Retype each entry below exactly. Do not carry any image over.

[[ Data to use open ]]

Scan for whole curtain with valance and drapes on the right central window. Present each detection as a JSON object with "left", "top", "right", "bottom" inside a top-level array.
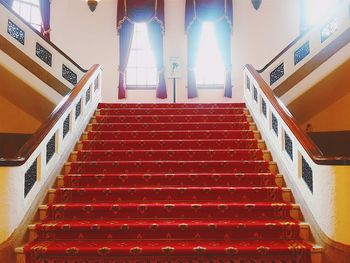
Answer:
[{"left": 185, "top": 0, "right": 233, "bottom": 98}]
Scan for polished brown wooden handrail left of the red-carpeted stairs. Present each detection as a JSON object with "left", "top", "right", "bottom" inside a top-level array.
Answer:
[{"left": 0, "top": 65, "right": 101, "bottom": 166}]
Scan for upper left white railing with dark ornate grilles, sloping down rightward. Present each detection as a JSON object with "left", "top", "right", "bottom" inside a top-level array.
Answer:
[{"left": 0, "top": 0, "right": 86, "bottom": 89}]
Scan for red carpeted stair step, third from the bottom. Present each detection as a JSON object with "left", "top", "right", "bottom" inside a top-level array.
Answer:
[{"left": 39, "top": 202, "right": 301, "bottom": 220}]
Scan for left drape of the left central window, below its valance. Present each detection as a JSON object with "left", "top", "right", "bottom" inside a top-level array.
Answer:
[{"left": 118, "top": 20, "right": 134, "bottom": 99}]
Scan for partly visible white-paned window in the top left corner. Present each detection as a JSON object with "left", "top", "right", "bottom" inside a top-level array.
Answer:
[{"left": 12, "top": 0, "right": 42, "bottom": 31}]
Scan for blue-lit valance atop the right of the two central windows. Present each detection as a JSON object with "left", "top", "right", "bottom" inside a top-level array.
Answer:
[{"left": 185, "top": 0, "right": 233, "bottom": 32}]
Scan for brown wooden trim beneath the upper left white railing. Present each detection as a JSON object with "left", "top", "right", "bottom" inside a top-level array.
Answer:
[{"left": 0, "top": 35, "right": 70, "bottom": 96}]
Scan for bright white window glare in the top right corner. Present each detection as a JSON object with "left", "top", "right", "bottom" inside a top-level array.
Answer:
[{"left": 306, "top": 0, "right": 335, "bottom": 26}]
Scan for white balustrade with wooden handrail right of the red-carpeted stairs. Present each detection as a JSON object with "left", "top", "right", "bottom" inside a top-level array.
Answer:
[{"left": 244, "top": 65, "right": 350, "bottom": 248}]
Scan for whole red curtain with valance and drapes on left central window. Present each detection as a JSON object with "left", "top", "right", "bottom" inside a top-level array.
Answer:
[{"left": 117, "top": 0, "right": 167, "bottom": 99}]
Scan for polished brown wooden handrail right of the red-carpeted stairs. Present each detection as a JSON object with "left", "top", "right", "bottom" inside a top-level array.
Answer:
[{"left": 245, "top": 65, "right": 350, "bottom": 165}]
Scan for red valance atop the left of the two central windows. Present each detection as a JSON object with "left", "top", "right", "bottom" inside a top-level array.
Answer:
[{"left": 117, "top": 0, "right": 165, "bottom": 32}]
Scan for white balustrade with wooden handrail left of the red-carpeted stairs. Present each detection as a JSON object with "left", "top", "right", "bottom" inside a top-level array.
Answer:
[{"left": 0, "top": 65, "right": 102, "bottom": 243}]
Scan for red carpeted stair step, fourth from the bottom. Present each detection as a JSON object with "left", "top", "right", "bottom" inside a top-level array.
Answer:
[{"left": 48, "top": 187, "right": 292, "bottom": 203}]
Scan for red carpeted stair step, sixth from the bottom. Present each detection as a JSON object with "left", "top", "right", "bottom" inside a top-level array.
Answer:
[{"left": 64, "top": 161, "right": 277, "bottom": 174}]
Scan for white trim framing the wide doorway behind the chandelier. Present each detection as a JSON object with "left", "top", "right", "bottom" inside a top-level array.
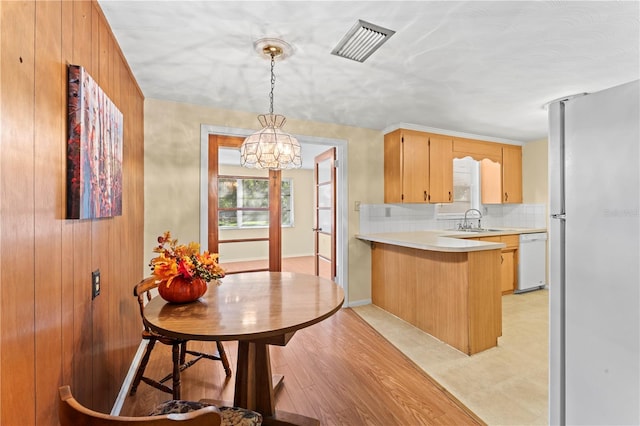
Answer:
[{"left": 200, "top": 124, "right": 349, "bottom": 306}]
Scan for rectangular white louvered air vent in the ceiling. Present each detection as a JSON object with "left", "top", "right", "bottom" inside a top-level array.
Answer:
[{"left": 331, "top": 19, "right": 395, "bottom": 62}]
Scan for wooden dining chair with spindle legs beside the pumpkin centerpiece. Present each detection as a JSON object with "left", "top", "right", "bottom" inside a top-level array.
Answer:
[{"left": 129, "top": 277, "right": 231, "bottom": 399}]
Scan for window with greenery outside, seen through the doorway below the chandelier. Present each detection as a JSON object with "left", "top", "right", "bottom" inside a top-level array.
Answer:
[{"left": 218, "top": 176, "right": 293, "bottom": 229}]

[[ Data to use closed ]]

▸ Answer box
Scan for whole curtain with valance and drapes on the right central window. Present each detection as a JSON object with "left", "top", "right", "bottom" inside a top-level array.
Answer:
[{"left": 185, "top": 0, "right": 233, "bottom": 98}]
Scan for polished brown wooden handrail left of the red-carpeted stairs. Present each detection as a JSON object with "left", "top", "right", "bottom" inside a top-level array.
Answer:
[{"left": 0, "top": 65, "right": 101, "bottom": 166}]
Scan for upper left white railing with dark ornate grilles, sloping down rightward. Present each detection as a JSON object with "left", "top", "right", "bottom" inside a top-level array.
Answer:
[{"left": 0, "top": 0, "right": 86, "bottom": 89}]
Scan for red carpeted stair step, third from the bottom. Present each detection as a JSON object with "left", "top", "right", "bottom" inside a top-level array.
Answer:
[{"left": 39, "top": 202, "right": 301, "bottom": 220}]
Scan for left drape of the left central window, below its valance. Present each detection as a JSON object with "left", "top", "right", "bottom" inside a top-level array.
Answer:
[{"left": 118, "top": 20, "right": 134, "bottom": 99}]
Scan for partly visible white-paned window in the top left corner. Present each detection as a JSON object with "left", "top", "right", "bottom" inside a top-level array.
Answer:
[{"left": 12, "top": 0, "right": 42, "bottom": 31}]
Scan for blue-lit valance atop the right of the two central windows. Present each detection as a JSON object with "left", "top", "right", "bottom" inside a top-level array.
Answer:
[{"left": 185, "top": 0, "right": 233, "bottom": 32}]
Scan for brown wooden trim beneath the upper left white railing. Present each detection as a JSON object with "left", "top", "right", "bottom" inside a top-level array.
Answer:
[{"left": 0, "top": 35, "right": 70, "bottom": 96}]
Scan for bright white window glare in the top right corner. Present each detection as a JSON object with "left", "top", "right", "bottom" inside a top-level array.
Answer:
[{"left": 306, "top": 0, "right": 335, "bottom": 26}]
Scan for white balustrade with wooden handrail right of the red-carpeted stairs. Present each detection as a JSON object with "left", "top", "right", "bottom" inside a top-level array.
Answer:
[{"left": 244, "top": 65, "right": 350, "bottom": 248}]
Scan for whole red curtain with valance and drapes on left central window. Present each detection as a JSON object with "left", "top", "right", "bottom" inside a top-level array.
Answer:
[{"left": 117, "top": 0, "right": 167, "bottom": 99}]
Scan for polished brown wooden handrail right of the red-carpeted stairs. Present each detection as a JSON object with "left", "top", "right", "bottom" inside a top-level array.
Answer:
[{"left": 245, "top": 65, "right": 350, "bottom": 165}]
Scan for red valance atop the left of the two central windows. Present each detection as a JSON object with "left", "top", "right", "bottom" inside a top-level array.
Answer:
[{"left": 117, "top": 0, "right": 165, "bottom": 32}]
Scan for white balustrade with wooden handrail left of the red-carpeted stairs. Present each detection as a JSON object with "left", "top", "right", "bottom" inside a top-level array.
Answer:
[{"left": 0, "top": 65, "right": 102, "bottom": 243}]
Scan for red carpeted stair step, fourth from the bottom. Present each detection as a JSON object with "left", "top", "right", "bottom" inside a top-level array.
Answer:
[{"left": 48, "top": 187, "right": 292, "bottom": 203}]
Scan for red carpeted stair step, sixth from the bottom. Present each detection as a JSON object with "left", "top", "right", "bottom" inside a top-level array.
Answer:
[{"left": 64, "top": 161, "right": 277, "bottom": 174}]
Scan for white trim framing the wide doorway behind the chandelier. Present each detection as a JSON object with "left", "top", "right", "bottom" inside a top-level array.
Answer:
[{"left": 200, "top": 124, "right": 349, "bottom": 306}]
Scan for rectangular white louvered air vent in the ceiling. Present each detection as a JSON object with "left", "top", "right", "bottom" inside a top-level array.
Answer:
[{"left": 331, "top": 19, "right": 395, "bottom": 62}]
Scan for wooden dining chair with spindle legs beside the pumpkin centerpiece. Present each detection as a JSON object with "left", "top", "right", "bottom" inside a top-level array.
Answer:
[{"left": 129, "top": 277, "right": 231, "bottom": 399}]
Scan for window with greenery outside, seen through the doorway below the chandelier. Present each detection as a JSON object with "left", "top", "right", "bottom" inside a top-level array.
Answer:
[{"left": 218, "top": 176, "right": 293, "bottom": 229}]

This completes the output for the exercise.